*Work to complete*: Every line from the line containing "of the wheel" through the final line below is to be repeated exactly; no other line is.

(Data items)
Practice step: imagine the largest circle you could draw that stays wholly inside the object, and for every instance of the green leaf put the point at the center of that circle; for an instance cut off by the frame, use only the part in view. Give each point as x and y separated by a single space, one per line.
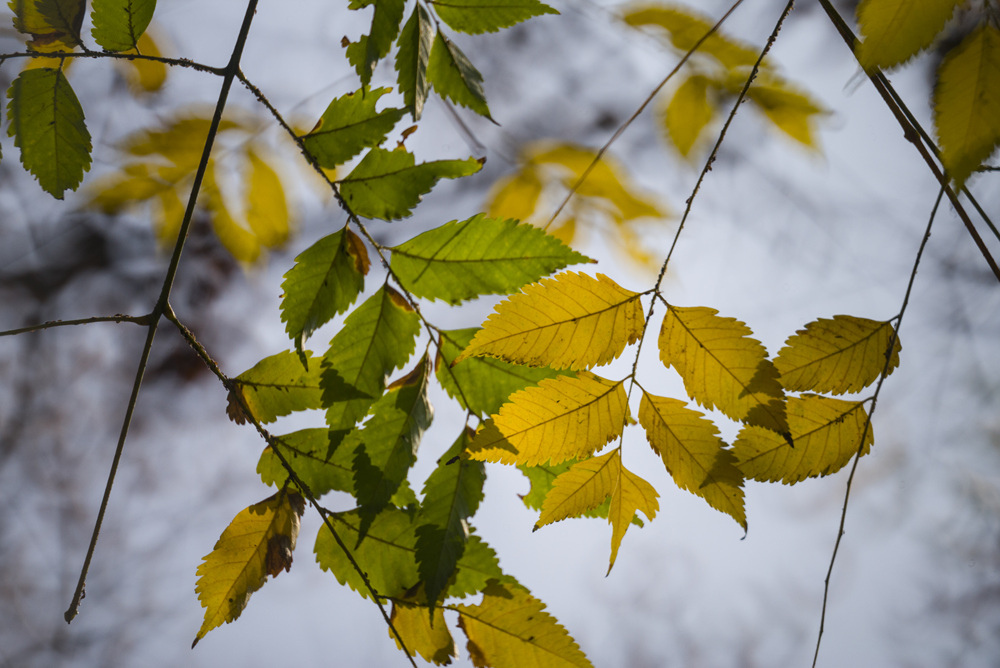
478 256
415 43
454 77
377 338
118 24
326 279
349 125
387 444
479 16
47 124
278 385
483 384
966 100
452 494
388 556
371 48
388 184
306 451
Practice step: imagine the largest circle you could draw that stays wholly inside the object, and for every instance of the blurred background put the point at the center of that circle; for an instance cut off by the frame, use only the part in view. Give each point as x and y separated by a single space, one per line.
780 234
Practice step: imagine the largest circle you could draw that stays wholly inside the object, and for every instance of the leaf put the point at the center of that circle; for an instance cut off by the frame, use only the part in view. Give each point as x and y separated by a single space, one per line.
479 16
838 355
688 113
54 25
510 629
695 456
326 279
388 184
118 24
686 27
478 256
562 418
279 385
371 48
257 543
454 77
896 30
482 384
47 124
267 209
722 366
425 634
388 442
827 434
966 100
452 494
387 556
415 43
570 321
377 338
349 125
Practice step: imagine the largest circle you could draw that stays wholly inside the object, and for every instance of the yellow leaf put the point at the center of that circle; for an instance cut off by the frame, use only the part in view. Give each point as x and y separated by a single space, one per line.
561 418
687 114
571 321
967 103
896 30
842 354
697 459
267 209
722 366
826 432
424 632
257 543
515 196
510 629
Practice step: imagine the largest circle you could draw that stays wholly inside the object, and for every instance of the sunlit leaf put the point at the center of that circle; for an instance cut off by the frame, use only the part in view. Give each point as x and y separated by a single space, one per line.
388 184
118 24
559 419
415 43
479 16
723 366
259 542
966 100
697 459
479 256
326 279
570 321
896 30
688 112
827 435
349 125
454 77
510 629
482 384
842 354
47 124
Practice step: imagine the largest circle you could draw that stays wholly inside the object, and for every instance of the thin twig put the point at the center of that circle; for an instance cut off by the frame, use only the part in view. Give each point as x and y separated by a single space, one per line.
138 320
868 421
162 302
638 112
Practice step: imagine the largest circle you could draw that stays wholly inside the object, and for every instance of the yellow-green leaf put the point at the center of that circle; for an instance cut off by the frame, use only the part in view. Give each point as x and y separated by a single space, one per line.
697 459
723 366
562 418
510 629
896 30
838 355
571 321
966 102
688 112
826 432
257 543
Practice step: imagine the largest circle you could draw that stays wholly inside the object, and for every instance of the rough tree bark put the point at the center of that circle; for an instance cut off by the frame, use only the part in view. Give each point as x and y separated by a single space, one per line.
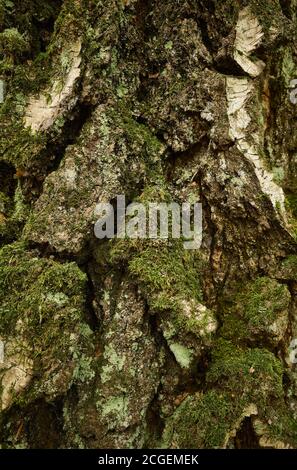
134 343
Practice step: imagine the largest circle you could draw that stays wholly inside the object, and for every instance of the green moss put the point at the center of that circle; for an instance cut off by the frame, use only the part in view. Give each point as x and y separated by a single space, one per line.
254 375
256 308
202 421
43 308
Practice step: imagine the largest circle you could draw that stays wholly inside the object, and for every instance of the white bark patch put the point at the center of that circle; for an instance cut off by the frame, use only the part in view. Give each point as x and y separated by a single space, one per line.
238 92
42 112
248 37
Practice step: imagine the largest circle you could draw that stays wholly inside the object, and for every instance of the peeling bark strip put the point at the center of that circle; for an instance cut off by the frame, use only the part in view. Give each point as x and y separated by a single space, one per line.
131 342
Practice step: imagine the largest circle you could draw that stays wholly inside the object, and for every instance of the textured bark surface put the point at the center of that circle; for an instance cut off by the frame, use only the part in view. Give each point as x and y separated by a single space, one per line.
140 343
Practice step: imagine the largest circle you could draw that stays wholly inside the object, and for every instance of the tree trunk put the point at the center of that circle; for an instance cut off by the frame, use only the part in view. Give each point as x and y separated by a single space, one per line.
133 342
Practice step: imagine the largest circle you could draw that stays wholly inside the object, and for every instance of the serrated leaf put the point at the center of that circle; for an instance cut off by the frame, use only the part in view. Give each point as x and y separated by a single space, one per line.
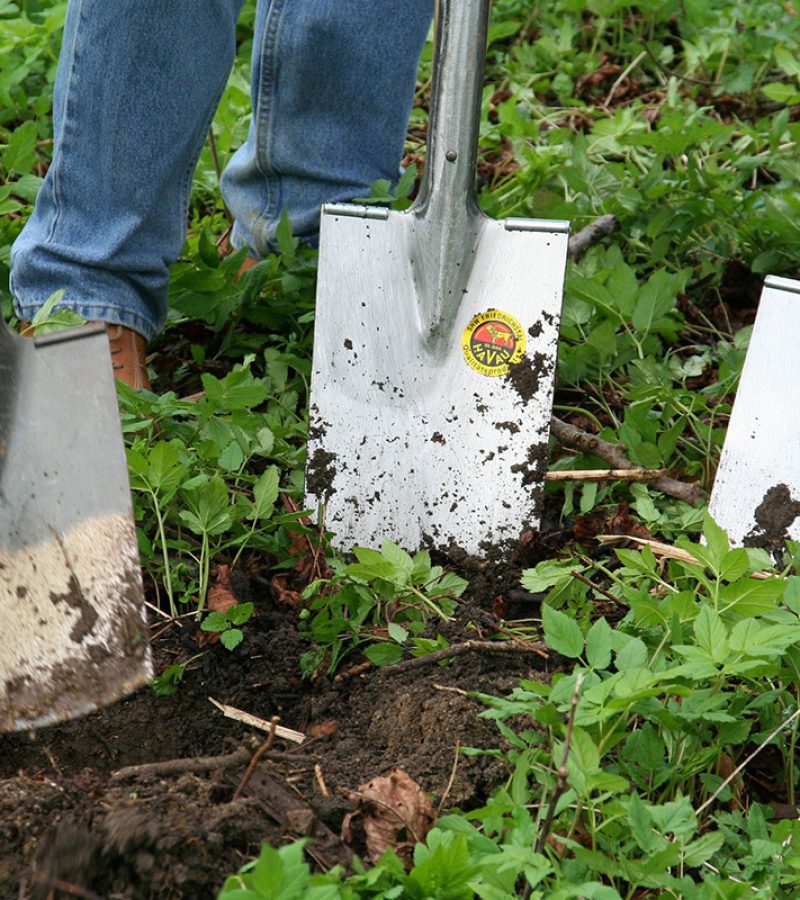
598 645
561 632
711 634
239 613
214 621
384 654
397 632
231 638
398 557
265 493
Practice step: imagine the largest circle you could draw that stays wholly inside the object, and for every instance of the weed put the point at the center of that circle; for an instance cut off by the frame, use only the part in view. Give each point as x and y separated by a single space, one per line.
387 599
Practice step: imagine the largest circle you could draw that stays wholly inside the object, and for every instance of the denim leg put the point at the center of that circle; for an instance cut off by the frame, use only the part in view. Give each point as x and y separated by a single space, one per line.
332 85
137 86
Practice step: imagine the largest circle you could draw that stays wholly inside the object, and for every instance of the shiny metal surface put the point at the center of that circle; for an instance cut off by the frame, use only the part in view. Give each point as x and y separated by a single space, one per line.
411 436
757 486
71 602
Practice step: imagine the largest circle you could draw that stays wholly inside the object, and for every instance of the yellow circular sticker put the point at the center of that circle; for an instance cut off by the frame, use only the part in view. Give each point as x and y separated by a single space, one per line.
492 342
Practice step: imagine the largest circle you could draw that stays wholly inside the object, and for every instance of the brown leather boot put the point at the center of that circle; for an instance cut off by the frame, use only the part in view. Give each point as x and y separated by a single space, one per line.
127 354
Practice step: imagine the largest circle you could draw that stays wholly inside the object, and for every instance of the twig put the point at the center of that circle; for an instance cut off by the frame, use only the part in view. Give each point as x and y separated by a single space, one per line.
451 690
183 766
321 781
561 779
239 715
600 590
267 745
615 456
747 762
623 75
590 235
450 780
635 474
419 662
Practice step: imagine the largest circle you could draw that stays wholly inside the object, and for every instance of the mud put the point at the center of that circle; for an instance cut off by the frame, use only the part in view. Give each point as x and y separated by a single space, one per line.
774 516
68 821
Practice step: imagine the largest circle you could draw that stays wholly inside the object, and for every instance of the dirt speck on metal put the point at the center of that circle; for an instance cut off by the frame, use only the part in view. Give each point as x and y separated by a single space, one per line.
526 375
320 473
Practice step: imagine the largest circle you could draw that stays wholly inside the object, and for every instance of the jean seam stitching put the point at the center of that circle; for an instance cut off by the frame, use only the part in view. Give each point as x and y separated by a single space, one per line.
59 151
265 113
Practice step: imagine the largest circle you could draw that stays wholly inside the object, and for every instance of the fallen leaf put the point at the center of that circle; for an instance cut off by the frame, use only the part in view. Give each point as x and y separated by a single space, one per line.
393 811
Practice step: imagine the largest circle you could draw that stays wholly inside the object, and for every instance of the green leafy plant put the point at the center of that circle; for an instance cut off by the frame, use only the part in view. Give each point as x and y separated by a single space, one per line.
225 624
386 593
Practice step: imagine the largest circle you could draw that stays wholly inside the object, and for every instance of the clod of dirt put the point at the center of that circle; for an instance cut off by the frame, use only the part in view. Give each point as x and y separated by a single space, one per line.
320 473
393 811
774 516
526 375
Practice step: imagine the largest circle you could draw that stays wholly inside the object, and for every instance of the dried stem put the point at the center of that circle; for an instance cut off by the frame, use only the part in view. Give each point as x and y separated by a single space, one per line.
561 779
614 454
467 647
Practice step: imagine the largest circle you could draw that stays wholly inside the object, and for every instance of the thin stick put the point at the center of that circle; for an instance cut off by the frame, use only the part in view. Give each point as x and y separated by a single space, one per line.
420 662
637 474
614 454
451 690
451 780
747 762
239 715
667 551
248 772
561 780
157 610
607 594
623 75
590 235
183 766
321 781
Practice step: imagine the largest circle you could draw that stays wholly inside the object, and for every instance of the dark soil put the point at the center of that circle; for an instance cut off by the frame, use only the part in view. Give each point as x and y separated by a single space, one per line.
73 825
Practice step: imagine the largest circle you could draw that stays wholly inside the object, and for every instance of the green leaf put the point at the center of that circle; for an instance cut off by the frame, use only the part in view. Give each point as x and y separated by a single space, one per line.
397 633
398 557
239 613
265 493
717 543
656 299
384 654
632 656
232 638
711 635
561 632
214 621
598 645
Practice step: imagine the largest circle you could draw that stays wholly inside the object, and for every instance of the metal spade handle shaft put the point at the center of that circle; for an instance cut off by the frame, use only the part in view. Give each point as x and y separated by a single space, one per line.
454 120
446 216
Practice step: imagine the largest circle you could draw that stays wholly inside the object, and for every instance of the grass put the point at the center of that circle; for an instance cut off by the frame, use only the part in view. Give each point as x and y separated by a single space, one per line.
647 768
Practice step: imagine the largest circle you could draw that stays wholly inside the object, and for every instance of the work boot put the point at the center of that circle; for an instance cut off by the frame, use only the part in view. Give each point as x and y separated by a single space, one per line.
127 354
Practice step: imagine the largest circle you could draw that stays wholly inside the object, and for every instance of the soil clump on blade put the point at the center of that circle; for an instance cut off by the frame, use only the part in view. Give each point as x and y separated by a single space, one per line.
155 797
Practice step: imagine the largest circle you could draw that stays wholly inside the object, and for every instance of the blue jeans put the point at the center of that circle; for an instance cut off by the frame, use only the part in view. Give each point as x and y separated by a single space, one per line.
137 87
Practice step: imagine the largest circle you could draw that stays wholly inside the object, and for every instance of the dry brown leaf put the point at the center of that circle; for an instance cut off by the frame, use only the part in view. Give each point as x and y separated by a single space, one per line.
220 595
393 811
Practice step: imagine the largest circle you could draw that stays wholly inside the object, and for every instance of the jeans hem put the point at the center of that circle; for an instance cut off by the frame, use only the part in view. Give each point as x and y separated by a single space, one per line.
97 312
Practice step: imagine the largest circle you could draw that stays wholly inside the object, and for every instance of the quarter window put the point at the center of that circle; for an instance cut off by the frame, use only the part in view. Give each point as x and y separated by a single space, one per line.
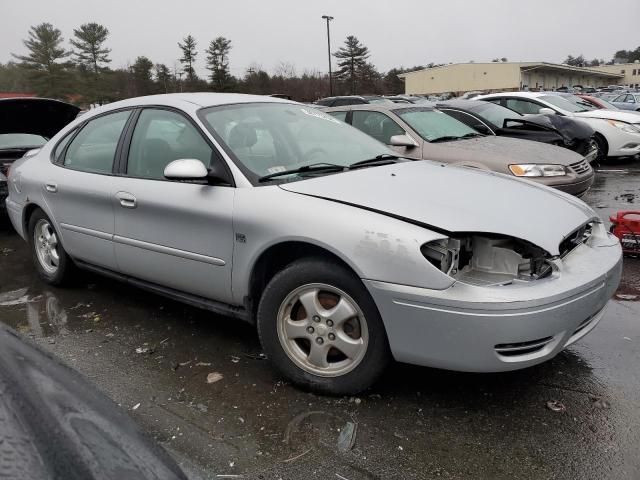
522 106
376 124
94 148
160 137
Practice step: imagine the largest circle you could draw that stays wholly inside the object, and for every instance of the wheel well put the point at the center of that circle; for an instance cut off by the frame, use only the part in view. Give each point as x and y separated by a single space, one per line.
28 211
275 259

*Completed task*:
Practice step: imagine the largest circle you could draw that stays wholly inside the object, and for every instance of the wheel well put the point at the center of that circle; for an instance cut off by the frame, use only the part in view. Give each point as x and y separated by a single space, one per line.
28 211
275 259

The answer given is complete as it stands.